**TASK LIST**
1/ In the interview excerpt below about the Association of Software Testing, how much money can someone request from the grant program?
2/ Condense the paragraph beginning "The greatest challenge is getting people" from the interview excerpt below into a short bulleted list that keeps its main facts.

-- Start of SELECTED EXCERPT --

5. You are on the board of the Association of Software Testing (AST), can you describe your role and how you plan to help expand the association?
I am an Executive at Large for the AST, which basically means I am part of the Executive Committee for the AST which recommends and approves actions on behalf of the members for initiatives, spend requests, budgets and general proceedings. I am also the chair of the Grant Committee, will reimburse local volunteers who are doing good things for the software testing community that align with AST’s mission. You can request funds up to $1000 USD for local meetings, peer conferences, workshops – basically anything that contributes to the wider testing community. I tell everyone who will listen to apply for a grant, as it is a great way to develop local communities and it has been a terrific success for the AST it supporting our mission.
6. You have created local AST communities in Singapore & India. Can you briefly tell us about some of the challenges you had creating these communities?
The greatest challenge is getting people to attend anything beyond their daily work life as everyone is so busy! I generally find that the testing community wants to do more for themselves and the industry, but finding the right balance that doesn’t take them away from their families and still adds to their career is tough. The meet up I started in Singapore benefited greatly from the organizational skills of team we had at Barclays and as well, used funds from the AST to get it off the ground. India has a vibrant CDT community, but is stretched in terms of locations, so it feels fragmented to me. Getting any meet up going is hard work, but is infinitely easier with the use of social media, as anyone could tell you when I was developing the Singapore contact database via LinkedIN!
7. Are you planning on creating any more AST communities or meetups? If so, where?
I would love to start more meet ups and always welcome the opportunity to support local communities with what little “internets” stardom I can provide. I really believe that the power of local folks getting together and forming connections with each other is the key to changing things in the testing industry. Right now, I don’t have loads of time on my hands between my day job, the AST, and my current commitment to conference talks in 2014, but I try to transparent about when I’m in town, so let me know and I’ll try to turn up!
8. You have started a petition against ISTQB. What is that about and why did you start that?

-- End of SELECTED EXCERPT --
-- Start of RAW DATA --

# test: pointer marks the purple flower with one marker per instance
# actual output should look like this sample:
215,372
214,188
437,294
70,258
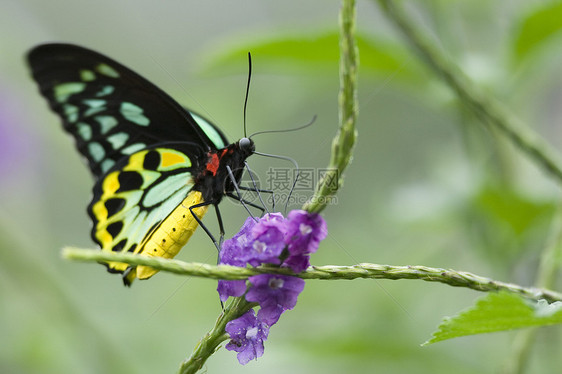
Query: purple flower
268,241
231,253
233,249
304,232
297,263
275,294
233,288
247,334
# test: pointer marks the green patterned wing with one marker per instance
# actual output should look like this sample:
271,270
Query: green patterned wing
111,111
141,205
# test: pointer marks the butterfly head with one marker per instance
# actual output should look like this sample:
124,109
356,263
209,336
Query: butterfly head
247,146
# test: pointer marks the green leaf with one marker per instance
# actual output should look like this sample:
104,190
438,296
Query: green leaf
498,312
536,29
316,53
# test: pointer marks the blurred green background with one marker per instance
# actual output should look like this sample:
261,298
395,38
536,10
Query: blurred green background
428,184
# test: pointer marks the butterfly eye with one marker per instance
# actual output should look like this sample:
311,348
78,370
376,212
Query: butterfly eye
246,145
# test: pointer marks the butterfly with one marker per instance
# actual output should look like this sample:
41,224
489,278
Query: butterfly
157,166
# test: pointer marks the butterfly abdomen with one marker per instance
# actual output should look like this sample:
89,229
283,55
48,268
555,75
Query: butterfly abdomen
168,238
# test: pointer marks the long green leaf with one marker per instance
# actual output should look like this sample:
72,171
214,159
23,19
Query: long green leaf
536,29
498,312
316,53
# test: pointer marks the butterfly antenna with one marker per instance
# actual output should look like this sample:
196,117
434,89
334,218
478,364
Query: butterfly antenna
247,89
286,130
255,186
296,167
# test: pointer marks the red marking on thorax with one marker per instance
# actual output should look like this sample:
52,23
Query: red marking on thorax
213,164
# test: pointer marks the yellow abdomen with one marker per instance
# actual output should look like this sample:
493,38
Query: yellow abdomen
171,235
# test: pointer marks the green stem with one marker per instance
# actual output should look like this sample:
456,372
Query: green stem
344,141
482,104
211,341
546,275
370,271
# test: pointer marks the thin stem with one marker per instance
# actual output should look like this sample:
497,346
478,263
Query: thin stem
369,271
344,141
546,275
481,103
211,341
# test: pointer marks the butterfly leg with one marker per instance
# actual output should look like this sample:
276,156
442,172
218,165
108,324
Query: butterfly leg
221,226
256,189
237,189
205,203
241,200
263,207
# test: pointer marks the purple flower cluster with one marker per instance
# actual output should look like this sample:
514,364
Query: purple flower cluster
274,240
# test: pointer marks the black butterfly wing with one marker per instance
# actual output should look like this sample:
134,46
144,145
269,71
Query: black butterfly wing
111,111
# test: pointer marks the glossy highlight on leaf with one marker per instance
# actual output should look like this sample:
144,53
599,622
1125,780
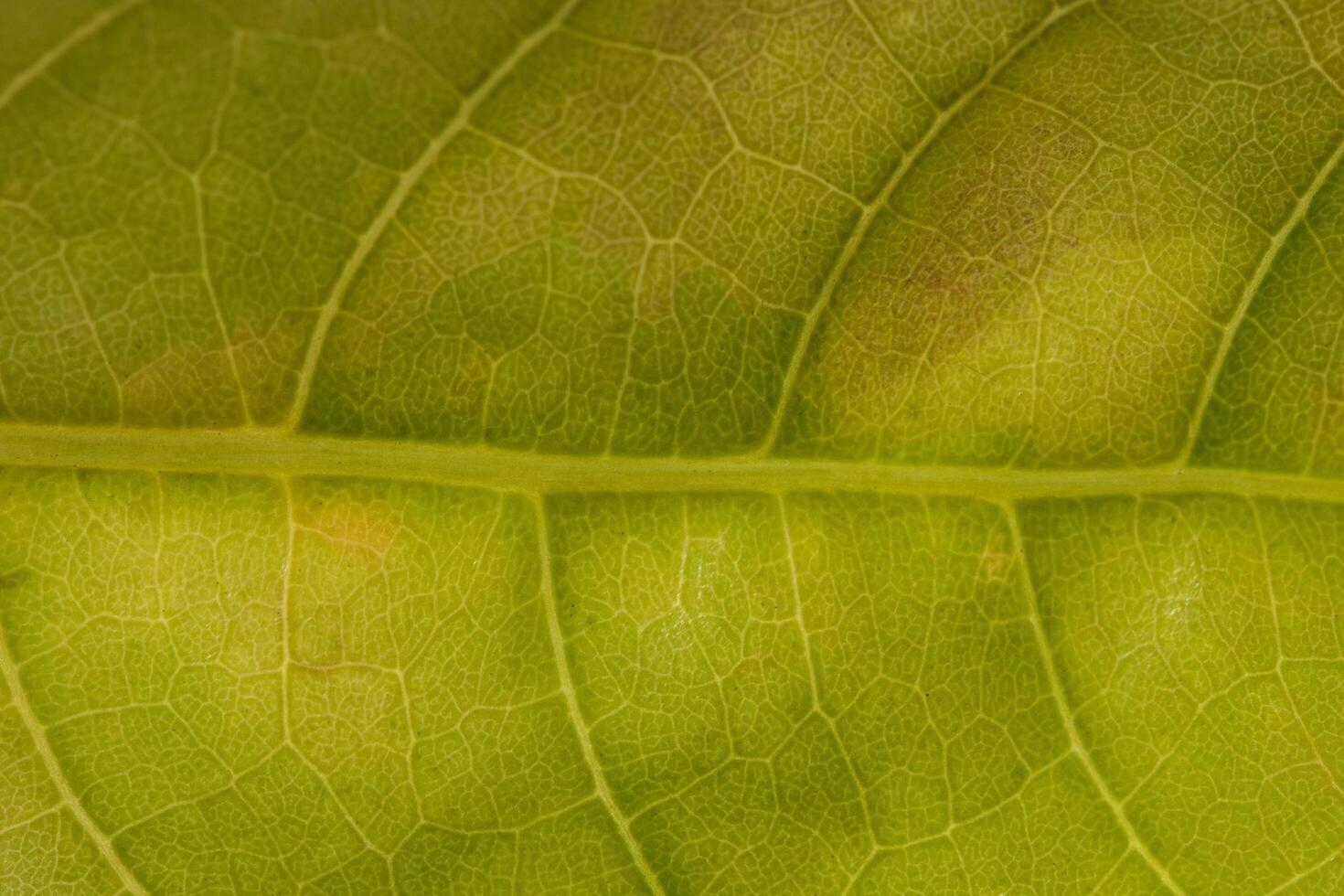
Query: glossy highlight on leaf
671,446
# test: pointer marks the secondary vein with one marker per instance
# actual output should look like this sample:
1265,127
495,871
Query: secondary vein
405,185
571,703
869,211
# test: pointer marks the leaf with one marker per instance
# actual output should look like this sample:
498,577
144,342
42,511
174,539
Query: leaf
645,446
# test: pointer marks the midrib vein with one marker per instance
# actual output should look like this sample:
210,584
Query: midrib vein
571,703
268,453
394,202
17,695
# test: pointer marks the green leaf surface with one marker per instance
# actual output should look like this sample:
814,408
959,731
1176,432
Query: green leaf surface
671,446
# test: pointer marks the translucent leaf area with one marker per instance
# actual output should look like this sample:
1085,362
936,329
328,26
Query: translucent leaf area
671,446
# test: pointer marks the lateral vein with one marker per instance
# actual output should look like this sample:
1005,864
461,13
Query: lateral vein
405,185
869,211
571,704
19,698
1080,749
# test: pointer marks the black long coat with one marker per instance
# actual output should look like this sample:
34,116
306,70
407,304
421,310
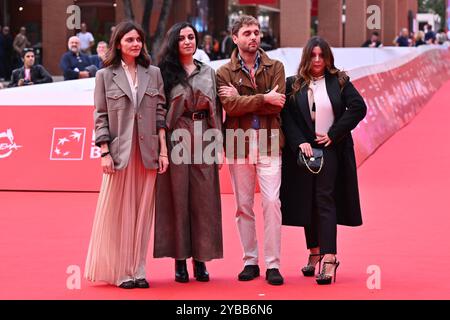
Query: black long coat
297,187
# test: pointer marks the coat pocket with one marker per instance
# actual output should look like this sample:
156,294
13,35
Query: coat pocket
114,149
116,100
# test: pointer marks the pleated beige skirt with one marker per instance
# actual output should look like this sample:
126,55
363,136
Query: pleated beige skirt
122,224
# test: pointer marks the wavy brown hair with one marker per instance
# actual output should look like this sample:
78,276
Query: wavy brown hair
114,55
304,77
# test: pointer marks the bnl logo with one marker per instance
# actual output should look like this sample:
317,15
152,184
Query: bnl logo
68,144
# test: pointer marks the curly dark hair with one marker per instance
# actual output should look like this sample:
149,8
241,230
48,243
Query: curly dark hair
168,59
304,77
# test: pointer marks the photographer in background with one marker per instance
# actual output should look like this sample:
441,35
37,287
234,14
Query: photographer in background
29,74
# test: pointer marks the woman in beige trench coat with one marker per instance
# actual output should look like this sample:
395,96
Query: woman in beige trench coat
130,130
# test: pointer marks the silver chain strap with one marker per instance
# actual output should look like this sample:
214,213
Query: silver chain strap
311,170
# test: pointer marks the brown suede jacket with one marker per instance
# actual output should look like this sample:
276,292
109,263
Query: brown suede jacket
240,109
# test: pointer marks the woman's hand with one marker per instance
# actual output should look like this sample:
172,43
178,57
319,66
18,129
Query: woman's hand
163,164
228,91
306,149
108,165
323,139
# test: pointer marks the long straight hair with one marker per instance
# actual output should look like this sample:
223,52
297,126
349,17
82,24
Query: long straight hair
304,76
168,59
114,54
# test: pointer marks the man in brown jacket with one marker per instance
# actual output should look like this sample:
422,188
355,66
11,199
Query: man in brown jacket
251,90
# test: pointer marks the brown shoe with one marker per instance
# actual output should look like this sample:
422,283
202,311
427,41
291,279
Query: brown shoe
274,277
141,283
249,273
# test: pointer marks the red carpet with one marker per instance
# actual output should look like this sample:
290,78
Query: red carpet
406,205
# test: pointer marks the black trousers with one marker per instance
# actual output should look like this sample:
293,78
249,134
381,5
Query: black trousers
323,230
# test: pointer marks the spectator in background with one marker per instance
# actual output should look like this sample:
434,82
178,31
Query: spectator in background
208,47
227,45
30,73
419,38
98,58
20,43
441,37
374,41
76,65
403,39
6,53
113,28
430,35
201,56
86,39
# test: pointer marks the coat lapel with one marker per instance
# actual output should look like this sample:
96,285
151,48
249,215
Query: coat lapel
120,78
301,98
334,93
143,78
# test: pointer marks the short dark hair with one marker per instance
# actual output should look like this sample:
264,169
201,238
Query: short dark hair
114,55
243,20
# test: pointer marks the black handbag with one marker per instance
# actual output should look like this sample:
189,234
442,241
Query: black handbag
314,164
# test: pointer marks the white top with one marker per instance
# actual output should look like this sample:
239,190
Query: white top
133,86
324,116
85,39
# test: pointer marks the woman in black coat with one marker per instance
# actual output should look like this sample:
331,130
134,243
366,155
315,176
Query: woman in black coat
322,108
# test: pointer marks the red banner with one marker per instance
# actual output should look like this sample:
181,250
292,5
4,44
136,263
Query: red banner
257,1
51,147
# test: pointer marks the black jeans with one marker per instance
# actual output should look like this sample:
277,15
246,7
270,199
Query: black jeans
323,229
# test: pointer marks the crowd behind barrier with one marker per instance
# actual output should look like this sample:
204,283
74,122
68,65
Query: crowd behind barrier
46,131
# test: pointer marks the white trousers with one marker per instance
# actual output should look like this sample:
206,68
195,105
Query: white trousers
243,178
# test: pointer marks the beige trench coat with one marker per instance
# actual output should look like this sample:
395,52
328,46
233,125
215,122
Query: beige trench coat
115,114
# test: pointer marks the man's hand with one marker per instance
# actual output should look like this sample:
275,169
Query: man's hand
84,75
275,98
228,91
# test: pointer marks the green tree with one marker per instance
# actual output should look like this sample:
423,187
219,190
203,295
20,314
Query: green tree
434,6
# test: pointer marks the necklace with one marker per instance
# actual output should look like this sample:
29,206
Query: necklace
315,79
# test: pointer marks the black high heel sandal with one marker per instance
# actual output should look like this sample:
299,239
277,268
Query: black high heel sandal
324,278
181,274
310,269
200,272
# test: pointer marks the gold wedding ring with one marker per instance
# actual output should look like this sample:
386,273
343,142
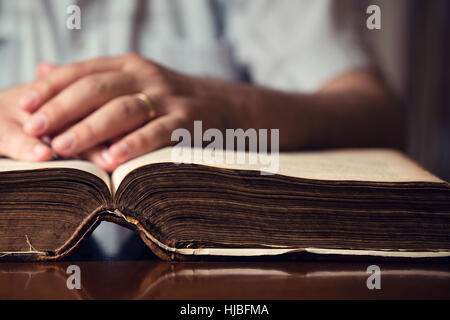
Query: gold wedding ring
149,104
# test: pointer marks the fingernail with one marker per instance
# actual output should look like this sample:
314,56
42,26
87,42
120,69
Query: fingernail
29,100
106,156
63,142
40,152
119,150
36,124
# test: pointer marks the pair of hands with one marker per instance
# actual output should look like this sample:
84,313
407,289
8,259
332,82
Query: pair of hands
90,110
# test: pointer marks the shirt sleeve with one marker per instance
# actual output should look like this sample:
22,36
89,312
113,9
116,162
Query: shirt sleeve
294,45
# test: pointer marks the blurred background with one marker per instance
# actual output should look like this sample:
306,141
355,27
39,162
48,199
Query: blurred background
413,50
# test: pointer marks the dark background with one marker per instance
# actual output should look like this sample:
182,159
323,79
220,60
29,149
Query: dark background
413,51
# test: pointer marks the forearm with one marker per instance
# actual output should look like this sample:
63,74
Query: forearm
343,114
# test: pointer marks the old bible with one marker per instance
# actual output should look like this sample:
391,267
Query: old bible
364,203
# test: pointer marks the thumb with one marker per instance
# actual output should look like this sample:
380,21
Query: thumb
44,68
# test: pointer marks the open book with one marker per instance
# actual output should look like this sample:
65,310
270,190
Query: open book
343,202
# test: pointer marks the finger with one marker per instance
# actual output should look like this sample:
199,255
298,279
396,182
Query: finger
45,68
14,143
117,117
100,156
44,89
156,134
78,100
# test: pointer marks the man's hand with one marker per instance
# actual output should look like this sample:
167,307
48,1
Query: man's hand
14,142
92,104
94,110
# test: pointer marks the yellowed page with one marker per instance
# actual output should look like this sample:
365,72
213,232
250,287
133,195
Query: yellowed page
12,165
378,165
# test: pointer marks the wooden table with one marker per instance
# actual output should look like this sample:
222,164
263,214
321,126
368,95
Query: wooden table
154,279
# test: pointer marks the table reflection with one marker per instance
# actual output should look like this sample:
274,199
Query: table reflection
153,279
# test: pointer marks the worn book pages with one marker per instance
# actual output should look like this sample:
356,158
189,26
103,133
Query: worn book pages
13,165
374,165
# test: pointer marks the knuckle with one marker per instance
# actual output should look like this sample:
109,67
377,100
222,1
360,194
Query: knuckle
44,87
93,83
140,141
52,110
161,129
125,108
88,131
133,58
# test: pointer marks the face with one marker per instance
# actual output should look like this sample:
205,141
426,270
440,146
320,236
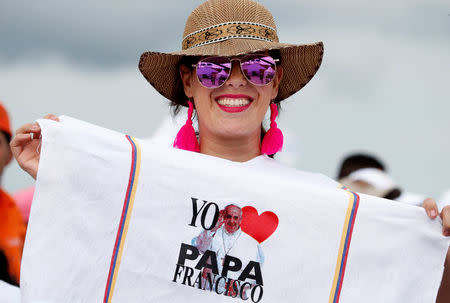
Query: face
235,109
233,218
5,152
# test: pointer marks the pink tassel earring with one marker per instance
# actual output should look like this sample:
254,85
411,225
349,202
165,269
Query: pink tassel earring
273,139
186,138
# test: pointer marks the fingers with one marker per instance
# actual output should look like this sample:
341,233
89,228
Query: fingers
52,117
445,216
29,128
20,140
430,207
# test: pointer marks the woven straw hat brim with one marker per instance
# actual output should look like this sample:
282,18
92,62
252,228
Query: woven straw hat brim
300,63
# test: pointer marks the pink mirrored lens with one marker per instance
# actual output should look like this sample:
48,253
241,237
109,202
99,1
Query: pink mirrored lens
259,69
213,71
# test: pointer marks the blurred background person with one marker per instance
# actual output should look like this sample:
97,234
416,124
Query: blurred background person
366,174
12,226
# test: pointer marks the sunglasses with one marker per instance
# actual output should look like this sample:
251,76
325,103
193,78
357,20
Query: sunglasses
258,69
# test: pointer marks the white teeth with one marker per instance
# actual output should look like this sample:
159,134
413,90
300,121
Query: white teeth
231,102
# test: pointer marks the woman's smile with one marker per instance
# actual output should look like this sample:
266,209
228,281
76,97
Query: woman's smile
232,103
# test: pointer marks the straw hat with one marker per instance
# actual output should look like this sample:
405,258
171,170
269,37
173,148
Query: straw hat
231,28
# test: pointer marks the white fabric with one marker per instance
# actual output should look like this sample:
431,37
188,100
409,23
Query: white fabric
9,293
396,253
444,200
411,198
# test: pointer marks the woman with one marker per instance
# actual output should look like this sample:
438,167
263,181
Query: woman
231,69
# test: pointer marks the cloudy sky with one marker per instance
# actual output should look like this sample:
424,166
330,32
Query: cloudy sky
383,86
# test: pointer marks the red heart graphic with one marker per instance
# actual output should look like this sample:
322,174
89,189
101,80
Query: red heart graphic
259,227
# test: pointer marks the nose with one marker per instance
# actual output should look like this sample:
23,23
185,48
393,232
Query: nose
236,79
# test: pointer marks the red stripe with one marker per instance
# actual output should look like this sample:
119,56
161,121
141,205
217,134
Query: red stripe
348,246
120,223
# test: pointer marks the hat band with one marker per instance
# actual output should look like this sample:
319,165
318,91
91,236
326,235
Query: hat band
229,30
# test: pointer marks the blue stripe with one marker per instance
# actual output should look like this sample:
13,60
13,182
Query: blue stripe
124,217
345,247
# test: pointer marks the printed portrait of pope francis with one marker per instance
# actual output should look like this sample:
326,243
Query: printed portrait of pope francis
227,238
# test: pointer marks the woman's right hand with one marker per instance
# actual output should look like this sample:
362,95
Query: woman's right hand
26,146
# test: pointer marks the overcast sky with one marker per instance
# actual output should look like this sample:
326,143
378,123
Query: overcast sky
383,86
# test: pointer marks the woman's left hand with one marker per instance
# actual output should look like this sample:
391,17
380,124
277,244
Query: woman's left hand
432,211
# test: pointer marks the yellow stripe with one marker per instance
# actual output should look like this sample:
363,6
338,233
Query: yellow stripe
341,248
127,220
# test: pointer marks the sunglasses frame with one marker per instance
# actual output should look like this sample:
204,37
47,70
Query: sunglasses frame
240,65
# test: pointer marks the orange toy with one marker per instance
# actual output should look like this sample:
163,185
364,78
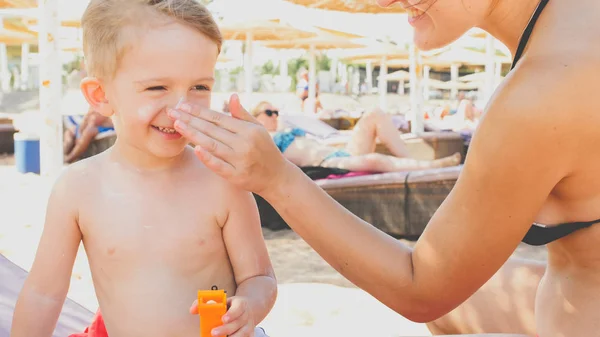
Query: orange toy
211,314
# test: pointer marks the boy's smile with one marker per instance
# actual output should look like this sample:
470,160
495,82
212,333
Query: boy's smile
164,63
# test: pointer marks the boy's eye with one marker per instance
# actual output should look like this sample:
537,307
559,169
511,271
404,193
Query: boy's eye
202,88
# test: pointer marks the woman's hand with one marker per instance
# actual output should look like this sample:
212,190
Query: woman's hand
235,147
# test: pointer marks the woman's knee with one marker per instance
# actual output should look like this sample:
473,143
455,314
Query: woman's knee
374,161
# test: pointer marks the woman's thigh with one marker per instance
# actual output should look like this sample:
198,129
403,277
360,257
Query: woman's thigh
505,304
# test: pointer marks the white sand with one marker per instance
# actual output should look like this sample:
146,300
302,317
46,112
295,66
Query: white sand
314,300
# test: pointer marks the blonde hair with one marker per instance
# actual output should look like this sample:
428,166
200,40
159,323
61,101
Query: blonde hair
106,24
259,108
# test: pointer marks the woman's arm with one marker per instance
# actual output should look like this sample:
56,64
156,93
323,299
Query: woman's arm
512,167
521,152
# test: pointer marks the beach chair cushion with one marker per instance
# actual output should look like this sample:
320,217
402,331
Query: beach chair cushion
74,318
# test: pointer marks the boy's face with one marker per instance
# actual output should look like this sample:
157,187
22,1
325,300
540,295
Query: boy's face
168,62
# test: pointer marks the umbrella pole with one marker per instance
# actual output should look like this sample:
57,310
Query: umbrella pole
426,93
490,51
383,84
454,80
248,65
51,139
312,81
25,66
4,66
369,76
416,95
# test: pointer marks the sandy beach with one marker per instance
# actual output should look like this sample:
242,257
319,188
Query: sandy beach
313,298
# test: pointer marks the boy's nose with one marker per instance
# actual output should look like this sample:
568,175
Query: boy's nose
180,100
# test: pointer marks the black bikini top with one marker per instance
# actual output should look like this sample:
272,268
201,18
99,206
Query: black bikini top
538,234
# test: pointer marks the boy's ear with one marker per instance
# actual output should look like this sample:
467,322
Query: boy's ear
96,96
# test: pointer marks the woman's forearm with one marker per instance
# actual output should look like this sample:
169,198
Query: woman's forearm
367,257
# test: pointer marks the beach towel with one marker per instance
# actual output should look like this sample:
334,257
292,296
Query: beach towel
73,317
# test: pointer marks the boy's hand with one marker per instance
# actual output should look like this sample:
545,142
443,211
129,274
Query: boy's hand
237,321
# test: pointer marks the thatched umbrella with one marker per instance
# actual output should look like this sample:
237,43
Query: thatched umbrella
350,6
324,41
18,3
260,30
383,52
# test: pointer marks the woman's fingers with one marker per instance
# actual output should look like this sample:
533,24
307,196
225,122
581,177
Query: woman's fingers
222,120
215,164
208,143
204,127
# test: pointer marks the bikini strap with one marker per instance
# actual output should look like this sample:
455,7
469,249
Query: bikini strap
527,32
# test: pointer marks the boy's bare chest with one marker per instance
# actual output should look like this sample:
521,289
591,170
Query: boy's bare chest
150,227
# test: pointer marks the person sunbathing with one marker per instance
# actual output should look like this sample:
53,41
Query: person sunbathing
358,155
79,139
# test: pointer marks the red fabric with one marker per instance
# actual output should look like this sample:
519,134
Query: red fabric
96,329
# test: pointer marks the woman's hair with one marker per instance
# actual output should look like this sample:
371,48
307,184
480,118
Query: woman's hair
259,108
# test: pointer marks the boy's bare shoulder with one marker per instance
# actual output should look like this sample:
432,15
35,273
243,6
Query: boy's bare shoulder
218,185
80,176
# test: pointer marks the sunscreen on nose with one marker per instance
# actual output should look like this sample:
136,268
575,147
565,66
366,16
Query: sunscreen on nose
180,102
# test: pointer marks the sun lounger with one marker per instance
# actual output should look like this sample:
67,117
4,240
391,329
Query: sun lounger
103,141
7,131
73,319
399,203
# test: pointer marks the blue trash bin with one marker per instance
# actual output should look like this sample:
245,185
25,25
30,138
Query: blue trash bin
27,153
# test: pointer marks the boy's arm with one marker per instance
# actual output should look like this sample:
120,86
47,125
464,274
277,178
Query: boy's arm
45,289
249,257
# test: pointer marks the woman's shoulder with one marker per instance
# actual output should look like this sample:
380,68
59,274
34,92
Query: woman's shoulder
545,87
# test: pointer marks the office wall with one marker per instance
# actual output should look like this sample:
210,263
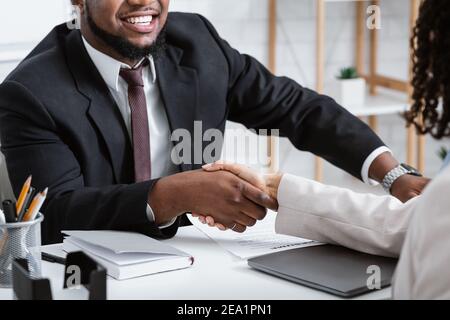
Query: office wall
244,24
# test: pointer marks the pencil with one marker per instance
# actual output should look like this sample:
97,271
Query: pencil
26,203
23,195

-- End of RAW DATA --

**OUTPUTS FOR THE TASKS**
1/ Up to $1000 USD.

2/
- The biggest challenge is getting busy people to attend anything outside their daily work.
- Testers want to do more for themselves and the industry, but it's hard to balance that with family time while still helping their careers.
- The Singapore meetup benefited from the organizational skills of the team at Barclays and used AST funds to get started.
- India has a vibrant CDT community, but it is spread across many locations and feels fragmented.
- Starting any meetup is hard work but much easier with social media, such as using LinkedIn to build the Singapore contact database.